Records provided ->
⟨

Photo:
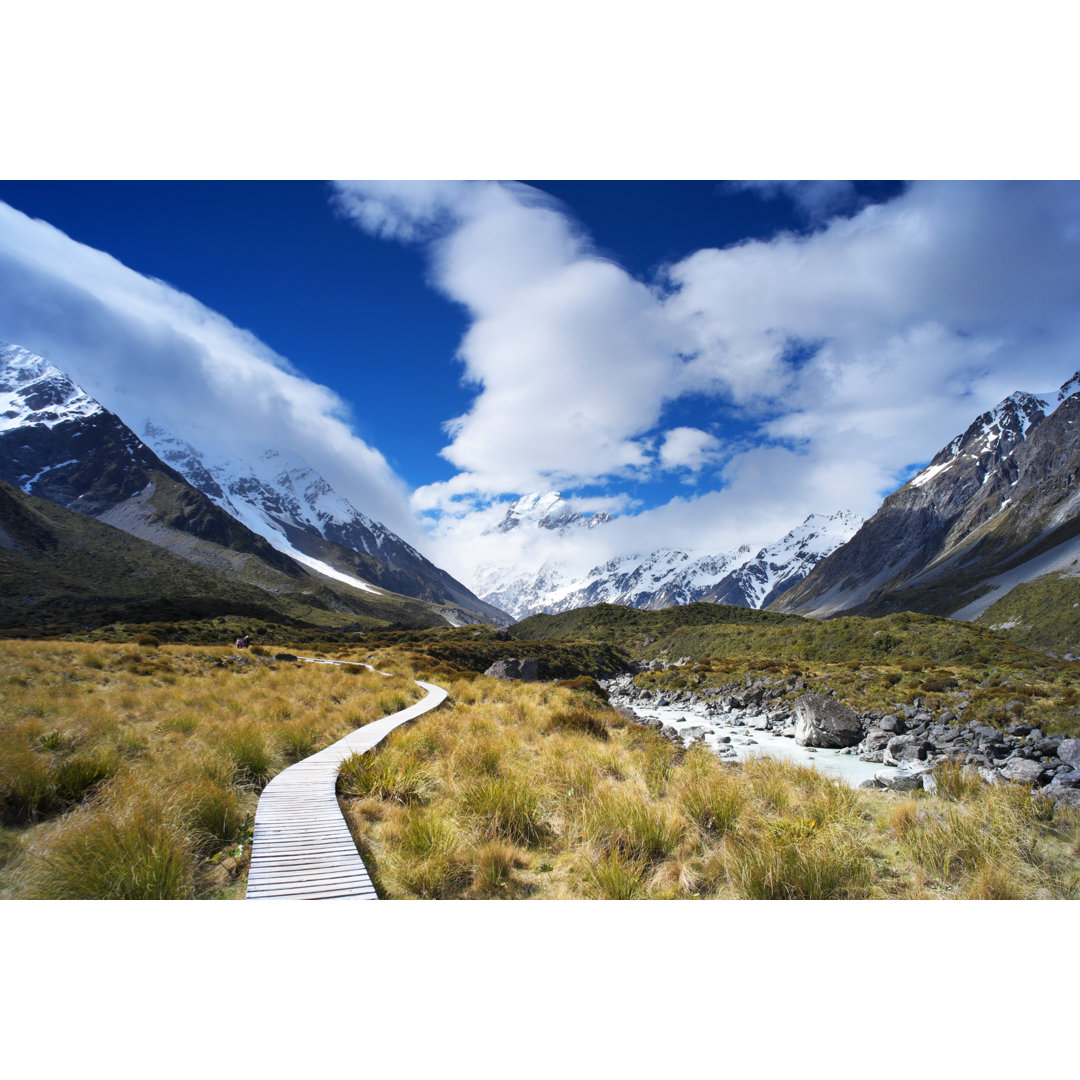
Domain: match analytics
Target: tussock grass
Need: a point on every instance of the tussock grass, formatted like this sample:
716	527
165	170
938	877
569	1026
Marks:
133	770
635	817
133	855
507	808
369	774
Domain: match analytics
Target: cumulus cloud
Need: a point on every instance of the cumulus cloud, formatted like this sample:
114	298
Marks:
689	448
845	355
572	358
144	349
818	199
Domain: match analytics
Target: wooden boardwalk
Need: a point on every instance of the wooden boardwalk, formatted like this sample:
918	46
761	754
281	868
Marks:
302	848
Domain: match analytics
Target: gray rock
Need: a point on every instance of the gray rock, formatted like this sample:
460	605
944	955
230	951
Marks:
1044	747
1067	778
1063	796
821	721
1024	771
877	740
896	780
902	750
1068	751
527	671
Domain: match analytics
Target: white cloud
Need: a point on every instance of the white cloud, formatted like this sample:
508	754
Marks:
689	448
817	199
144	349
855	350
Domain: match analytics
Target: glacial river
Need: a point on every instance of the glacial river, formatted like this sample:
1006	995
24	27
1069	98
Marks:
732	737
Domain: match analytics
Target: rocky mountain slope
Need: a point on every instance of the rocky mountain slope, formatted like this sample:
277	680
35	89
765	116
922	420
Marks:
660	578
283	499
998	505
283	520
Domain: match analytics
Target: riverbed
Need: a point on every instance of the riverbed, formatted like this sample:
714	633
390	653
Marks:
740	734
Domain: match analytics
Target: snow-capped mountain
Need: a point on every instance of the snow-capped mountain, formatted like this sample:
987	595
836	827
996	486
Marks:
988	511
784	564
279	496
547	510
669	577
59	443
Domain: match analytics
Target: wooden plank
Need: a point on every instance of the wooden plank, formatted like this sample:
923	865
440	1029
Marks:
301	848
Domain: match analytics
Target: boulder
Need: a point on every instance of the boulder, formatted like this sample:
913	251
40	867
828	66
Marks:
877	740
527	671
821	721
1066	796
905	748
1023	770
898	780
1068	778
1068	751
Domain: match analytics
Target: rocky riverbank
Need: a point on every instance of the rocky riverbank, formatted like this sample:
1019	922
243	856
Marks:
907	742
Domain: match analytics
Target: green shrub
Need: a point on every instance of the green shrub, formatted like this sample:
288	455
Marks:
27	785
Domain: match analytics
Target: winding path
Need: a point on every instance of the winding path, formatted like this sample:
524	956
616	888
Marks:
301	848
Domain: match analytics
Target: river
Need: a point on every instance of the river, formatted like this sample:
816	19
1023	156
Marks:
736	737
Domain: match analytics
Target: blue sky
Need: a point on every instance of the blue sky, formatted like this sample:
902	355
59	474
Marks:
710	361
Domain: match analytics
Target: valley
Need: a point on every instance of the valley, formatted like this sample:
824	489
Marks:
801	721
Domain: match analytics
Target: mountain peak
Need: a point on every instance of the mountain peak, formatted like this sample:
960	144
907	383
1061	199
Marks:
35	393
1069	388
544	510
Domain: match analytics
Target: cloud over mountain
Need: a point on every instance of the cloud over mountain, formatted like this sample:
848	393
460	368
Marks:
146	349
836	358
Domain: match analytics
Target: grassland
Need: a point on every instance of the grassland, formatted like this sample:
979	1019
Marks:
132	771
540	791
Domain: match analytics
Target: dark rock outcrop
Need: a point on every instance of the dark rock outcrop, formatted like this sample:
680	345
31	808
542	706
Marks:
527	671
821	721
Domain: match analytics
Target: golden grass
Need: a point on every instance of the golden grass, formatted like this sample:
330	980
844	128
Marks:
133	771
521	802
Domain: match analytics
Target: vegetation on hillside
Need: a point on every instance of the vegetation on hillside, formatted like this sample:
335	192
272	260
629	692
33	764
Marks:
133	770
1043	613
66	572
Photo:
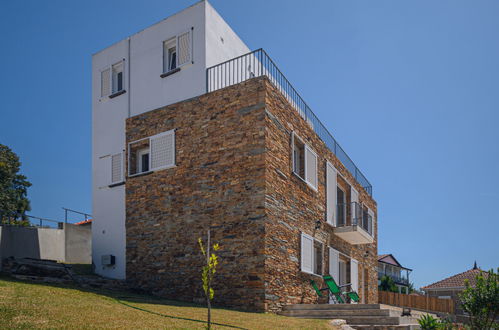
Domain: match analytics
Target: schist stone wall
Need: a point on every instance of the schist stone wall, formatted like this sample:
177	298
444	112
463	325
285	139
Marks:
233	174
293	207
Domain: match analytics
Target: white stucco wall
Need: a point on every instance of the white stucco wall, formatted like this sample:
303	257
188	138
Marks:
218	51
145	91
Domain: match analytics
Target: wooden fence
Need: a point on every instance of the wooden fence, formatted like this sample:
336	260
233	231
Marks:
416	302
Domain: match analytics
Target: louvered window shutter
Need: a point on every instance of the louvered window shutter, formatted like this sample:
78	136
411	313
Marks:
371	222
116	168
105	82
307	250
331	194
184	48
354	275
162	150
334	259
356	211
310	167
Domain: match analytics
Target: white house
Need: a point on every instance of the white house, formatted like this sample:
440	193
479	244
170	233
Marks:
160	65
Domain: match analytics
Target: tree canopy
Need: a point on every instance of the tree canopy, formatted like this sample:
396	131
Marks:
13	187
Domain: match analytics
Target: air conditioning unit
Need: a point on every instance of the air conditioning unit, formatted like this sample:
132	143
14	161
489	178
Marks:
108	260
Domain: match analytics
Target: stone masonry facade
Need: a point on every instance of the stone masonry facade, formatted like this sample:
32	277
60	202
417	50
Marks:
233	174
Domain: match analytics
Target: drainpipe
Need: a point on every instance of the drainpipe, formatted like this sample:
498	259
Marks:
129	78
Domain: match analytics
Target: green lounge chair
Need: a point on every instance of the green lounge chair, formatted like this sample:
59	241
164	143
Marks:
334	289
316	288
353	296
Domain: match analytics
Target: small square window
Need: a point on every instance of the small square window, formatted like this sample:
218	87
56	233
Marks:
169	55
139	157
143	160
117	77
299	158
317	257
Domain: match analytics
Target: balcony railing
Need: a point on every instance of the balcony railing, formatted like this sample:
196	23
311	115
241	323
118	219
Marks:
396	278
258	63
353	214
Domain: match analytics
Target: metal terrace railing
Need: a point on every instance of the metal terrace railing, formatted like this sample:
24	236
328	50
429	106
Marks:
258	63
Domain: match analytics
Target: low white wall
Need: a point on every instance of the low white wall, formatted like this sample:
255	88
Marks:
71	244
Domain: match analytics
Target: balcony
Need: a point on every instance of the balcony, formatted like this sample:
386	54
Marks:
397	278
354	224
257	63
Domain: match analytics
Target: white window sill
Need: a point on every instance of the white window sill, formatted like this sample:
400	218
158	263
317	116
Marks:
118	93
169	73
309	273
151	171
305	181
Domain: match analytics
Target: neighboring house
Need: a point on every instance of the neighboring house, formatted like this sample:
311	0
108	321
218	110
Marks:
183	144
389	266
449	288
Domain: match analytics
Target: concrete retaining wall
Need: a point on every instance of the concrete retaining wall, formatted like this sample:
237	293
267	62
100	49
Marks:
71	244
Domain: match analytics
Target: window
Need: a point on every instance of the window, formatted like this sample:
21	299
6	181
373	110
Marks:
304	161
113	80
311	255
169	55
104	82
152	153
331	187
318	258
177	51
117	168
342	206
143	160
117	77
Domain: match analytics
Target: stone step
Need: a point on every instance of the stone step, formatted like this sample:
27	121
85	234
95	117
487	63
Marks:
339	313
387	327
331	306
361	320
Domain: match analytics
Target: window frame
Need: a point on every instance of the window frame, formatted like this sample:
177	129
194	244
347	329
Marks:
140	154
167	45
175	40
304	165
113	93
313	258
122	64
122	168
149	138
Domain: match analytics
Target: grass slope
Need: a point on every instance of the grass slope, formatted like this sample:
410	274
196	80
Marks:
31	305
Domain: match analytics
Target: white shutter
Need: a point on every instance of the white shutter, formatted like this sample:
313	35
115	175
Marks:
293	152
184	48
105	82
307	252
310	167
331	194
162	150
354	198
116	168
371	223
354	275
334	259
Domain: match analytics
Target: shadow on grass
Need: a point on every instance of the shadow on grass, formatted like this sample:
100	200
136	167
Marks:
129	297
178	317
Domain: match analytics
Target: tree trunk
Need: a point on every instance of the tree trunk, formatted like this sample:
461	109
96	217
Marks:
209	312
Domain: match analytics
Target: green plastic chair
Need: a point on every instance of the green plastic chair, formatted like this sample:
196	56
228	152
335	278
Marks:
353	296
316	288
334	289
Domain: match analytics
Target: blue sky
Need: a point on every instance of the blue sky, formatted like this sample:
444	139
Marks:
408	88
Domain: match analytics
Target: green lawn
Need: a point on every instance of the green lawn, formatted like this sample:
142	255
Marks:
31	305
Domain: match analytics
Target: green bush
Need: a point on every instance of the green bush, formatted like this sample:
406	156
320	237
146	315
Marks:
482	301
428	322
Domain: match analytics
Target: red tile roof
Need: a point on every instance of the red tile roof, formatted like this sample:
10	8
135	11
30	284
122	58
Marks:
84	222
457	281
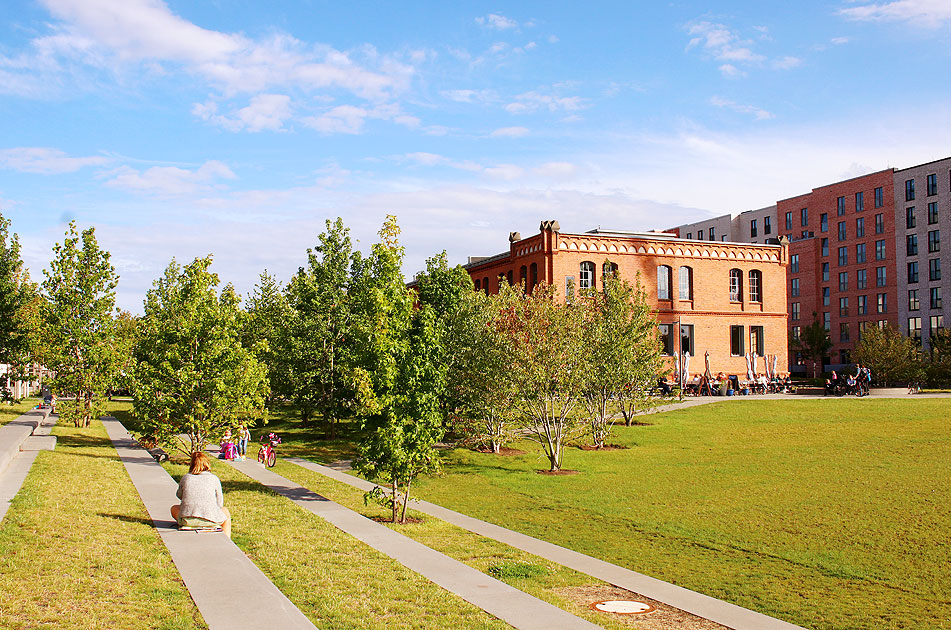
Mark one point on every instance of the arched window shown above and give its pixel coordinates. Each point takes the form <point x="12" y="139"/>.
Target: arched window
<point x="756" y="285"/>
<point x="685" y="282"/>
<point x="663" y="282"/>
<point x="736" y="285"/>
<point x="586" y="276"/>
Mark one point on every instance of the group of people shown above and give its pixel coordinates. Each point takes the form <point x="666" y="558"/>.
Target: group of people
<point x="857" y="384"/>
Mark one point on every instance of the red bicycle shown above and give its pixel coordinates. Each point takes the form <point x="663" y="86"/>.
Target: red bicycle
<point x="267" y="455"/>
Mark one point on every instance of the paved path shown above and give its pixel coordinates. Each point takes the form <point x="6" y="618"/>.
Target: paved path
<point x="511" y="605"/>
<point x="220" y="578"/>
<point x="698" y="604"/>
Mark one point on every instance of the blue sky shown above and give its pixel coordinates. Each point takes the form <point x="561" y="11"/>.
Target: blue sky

⟩

Exercise directions -> Include the first line of the records, the line containing "Target: rocky mountain slope", and every line between them, repeated exactly. Skip the pictures.

Exercise output ->
Photo:
Domain: match analytics
Target: tussock grass
Need: a point on every instance of the tussock grass, formatted like this sample:
716	527
165	170
938	877
569	1026
Marks:
133	770
635	817
133	855
507	808
369	774
Domain: match analytics
Target: cumulus cloud
Need: a point on every instance of the cumulus cloud, formatted like this sample:
114	298
Marks:
689	448
845	355
572	358
144	349
818	199
Domain: match analytics
Target: wooden boardwalk
Need: a point on every instance of the wooden boardwalk, formatted like this sample:
918	46
761	754
281	868
Marks:
302	848
Domain: match analytics
Target: gray rock
Need: a point on every instance of the gray rock, formatted like this sample:
460	605
944	955
230	951
Marks:
1044	747
1067	778
1063	796
821	721
1024	771
877	740
896	780
902	750
1068	751
527	671
Domain: match analytics
Target: white cloud
Need: a point on every instance of the white cloud, formatted like this sample:
508	754
Marks:
689	448
817	199
144	349
855	350
Domain: match analytics
Target: glacial river
Need: a point on every instance of the glacial river, formatted like this sample:
1006	995
24	27
1069	98
Marks:
732	737
Domain: match analytics
Target: rocky mountain slope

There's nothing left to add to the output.